**Material for this exercise**

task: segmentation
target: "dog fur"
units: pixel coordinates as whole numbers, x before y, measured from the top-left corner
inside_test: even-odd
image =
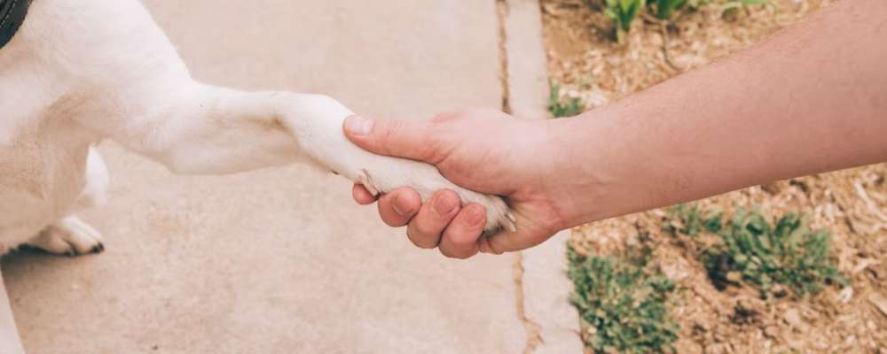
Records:
[[[353,113],[333,98],[196,82],[137,0],[35,1],[0,49],[0,253],[26,243],[101,250],[99,233],[75,213],[106,197],[108,172],[94,149],[103,139],[178,173],[303,162],[381,193],[410,186],[428,198],[446,188],[487,208],[487,230],[514,227],[499,197],[353,145],[341,133]],[[4,332],[3,308],[0,350],[20,352],[3,342],[17,337],[11,323]]]

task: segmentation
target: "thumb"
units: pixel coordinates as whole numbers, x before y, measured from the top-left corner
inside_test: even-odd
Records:
[[[360,148],[380,155],[437,163],[437,144],[424,121],[378,120],[361,116],[345,119],[345,136]]]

**Problem details**
Please reproduce every line of the material above, leaving out the picture, and add -132 to each x and y value in the polygon outline coordinates.

**Full output**
task: segmentation
target: "dog fur"
units: pixel coordinates as whole numbers, x before y, measured from the top-left corner
inside_test: even-odd
image =
Records:
[[[221,-19],[201,-34],[64,-50],[5,-132],[-97,-131],[-132,-83],[-132,121],[-106,111],[-31,118],[-33,101],[-57,81],[-26,65],[-24,40],[-38,17],[-29,7],[46,41],[171,30],[249,61],[278,54],[296,66],[314,56],[355,76],[355,98],[382,95],[367,65],[221,13],[209,1]],[[-128,200],[-129,176],[-132,218],[-112,220],[-129,210],[-115,205],[-121,191]]]

task: segmentation
target: "thumb"
units: pixel coordinates as whole numbers, x before y, measured from the top-left corner
inside_test: even-odd
Records:
[[[228,16],[248,23],[305,31],[305,12],[292,-11],[246,-12],[229,-16],[213,-13],[213,4]]]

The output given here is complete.